Exercise material
····················
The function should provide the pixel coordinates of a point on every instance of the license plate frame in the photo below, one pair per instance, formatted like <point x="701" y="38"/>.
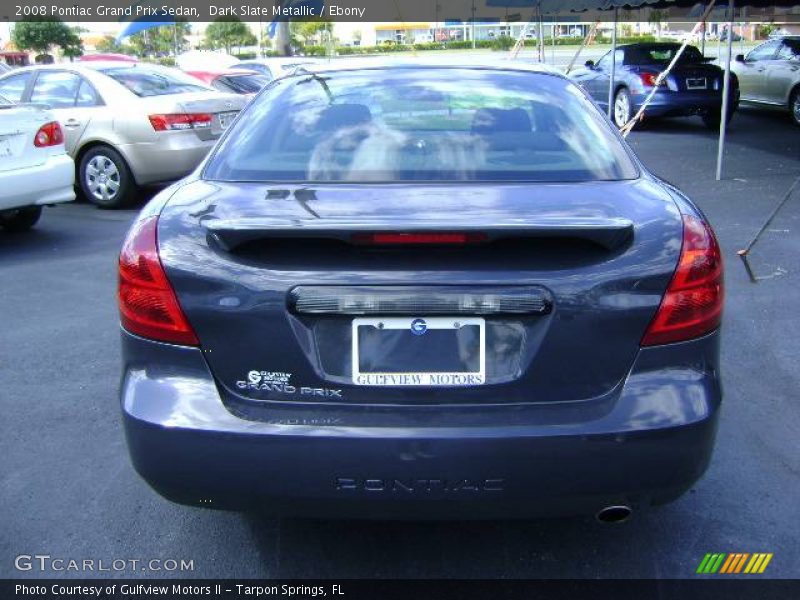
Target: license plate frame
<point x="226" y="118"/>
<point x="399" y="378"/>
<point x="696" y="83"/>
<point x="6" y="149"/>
····················
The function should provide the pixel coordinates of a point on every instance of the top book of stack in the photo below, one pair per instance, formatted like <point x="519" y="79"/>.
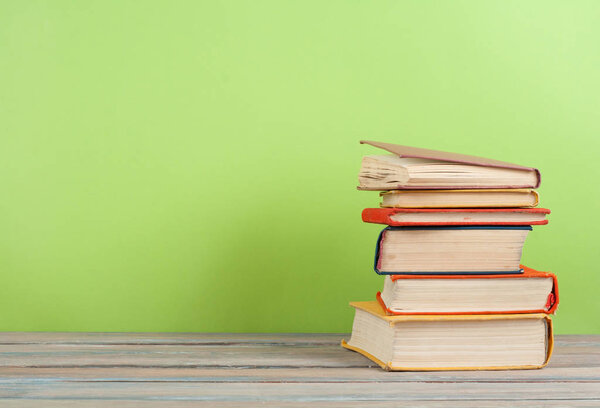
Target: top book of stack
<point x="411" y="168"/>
····················
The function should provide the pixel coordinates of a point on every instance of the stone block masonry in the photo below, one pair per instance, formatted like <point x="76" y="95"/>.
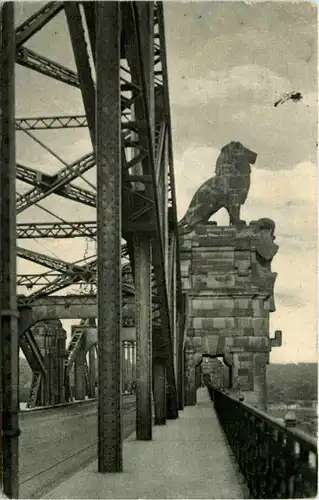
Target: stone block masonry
····················
Scan the entries above and copy each line where "block" occurs.

Problem solution
The function should provide the pixel coordinates of a point on every instance of the stone block masonry in the photo below, one pair per instance, formatted like <point x="76" y="95"/>.
Target: stone block masonry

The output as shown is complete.